──────── Working data ────────

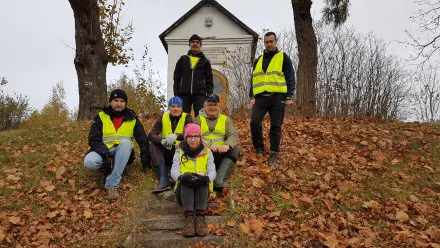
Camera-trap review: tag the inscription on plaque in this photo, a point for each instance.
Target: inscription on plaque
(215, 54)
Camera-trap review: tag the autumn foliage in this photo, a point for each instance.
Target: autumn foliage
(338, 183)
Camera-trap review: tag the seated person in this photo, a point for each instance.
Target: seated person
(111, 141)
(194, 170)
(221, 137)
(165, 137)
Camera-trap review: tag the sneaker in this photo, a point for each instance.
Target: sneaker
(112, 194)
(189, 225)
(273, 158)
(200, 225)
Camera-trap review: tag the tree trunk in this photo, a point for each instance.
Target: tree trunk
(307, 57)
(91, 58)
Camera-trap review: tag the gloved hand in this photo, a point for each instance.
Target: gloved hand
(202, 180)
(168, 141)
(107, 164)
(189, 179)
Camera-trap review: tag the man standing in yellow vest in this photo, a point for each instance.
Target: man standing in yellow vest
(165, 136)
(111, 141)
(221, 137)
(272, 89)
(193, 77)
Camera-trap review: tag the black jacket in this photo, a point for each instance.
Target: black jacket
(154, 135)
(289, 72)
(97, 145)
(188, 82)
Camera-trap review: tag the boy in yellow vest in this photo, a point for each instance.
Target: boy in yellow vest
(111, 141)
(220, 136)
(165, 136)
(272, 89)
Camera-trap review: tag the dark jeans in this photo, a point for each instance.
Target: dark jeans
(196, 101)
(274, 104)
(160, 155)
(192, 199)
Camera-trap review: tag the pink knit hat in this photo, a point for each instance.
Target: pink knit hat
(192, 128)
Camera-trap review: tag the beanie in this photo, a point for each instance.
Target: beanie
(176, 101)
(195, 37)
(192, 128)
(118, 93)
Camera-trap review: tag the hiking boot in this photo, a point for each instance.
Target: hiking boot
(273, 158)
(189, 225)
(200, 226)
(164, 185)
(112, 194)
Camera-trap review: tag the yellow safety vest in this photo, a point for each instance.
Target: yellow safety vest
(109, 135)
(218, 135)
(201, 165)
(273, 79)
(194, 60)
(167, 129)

────────

[Work to do]: Transcribe the records above exactly, omitting every picture they contain.

[Solution for this problem]:
Camera-trap review: tag the inscription on plaque in this photo, a point for each instance.
Target: inscription on plaque
(215, 54)
Camera-trap review: tag the autumn foliage in this photo, a point for each instance.
Target: autumn foliage
(338, 183)
Camera-trap review: tag the seated person in this photo, a point for each instance.
Target: seated person
(111, 141)
(194, 170)
(221, 137)
(165, 137)
Camera-trap review: tag the sneaker in this photo, a point for each instance.
Target: sneaker
(112, 194)
(189, 225)
(273, 158)
(200, 225)
Camera-trap review: tag the tree trunk in this photo, a point for each instance.
Target: tree trunk
(307, 57)
(91, 58)
Camera-trap review: tag the gloved hand in this photo, a point for each instance.
Target: gloved hand
(202, 180)
(168, 141)
(107, 164)
(189, 179)
Camera-trap review: tag the man standing in yellow vest in this photo, a point for each instance.
Target: man standing in yellow vest
(165, 136)
(111, 141)
(221, 137)
(272, 89)
(193, 77)
Camera-trap review: tag the black jacket in this photo, a point for each instance.
Target: black jacket
(154, 135)
(289, 72)
(97, 145)
(188, 82)
Camera-trap review: tag the boy in yellow vest in this photo, a point for each instance.
Target: boy in yellow vest
(111, 141)
(220, 136)
(165, 136)
(272, 89)
Camera-trap review: tag the dark jeans in this photo, a point for each instance.
Target: dark jeans
(196, 101)
(274, 104)
(160, 155)
(192, 199)
Camera-trap review: tag the pink knit hat in this photo, a point for each instance.
Target: pink knit hat
(192, 128)
Camera-trap review: tag the beanie in this photo, a point for each instance.
Target: beanie
(176, 101)
(195, 37)
(192, 128)
(118, 93)
Camera-trap review: tag the hiking boot in this photo, a point for each instance.
Target: hiking boot
(273, 158)
(189, 225)
(200, 226)
(164, 185)
(112, 194)
Camera-trap review: tag the yellow safety vest in this photo, a point for each instance.
Target: yellow safety vest
(109, 135)
(218, 135)
(201, 165)
(273, 79)
(194, 60)
(167, 129)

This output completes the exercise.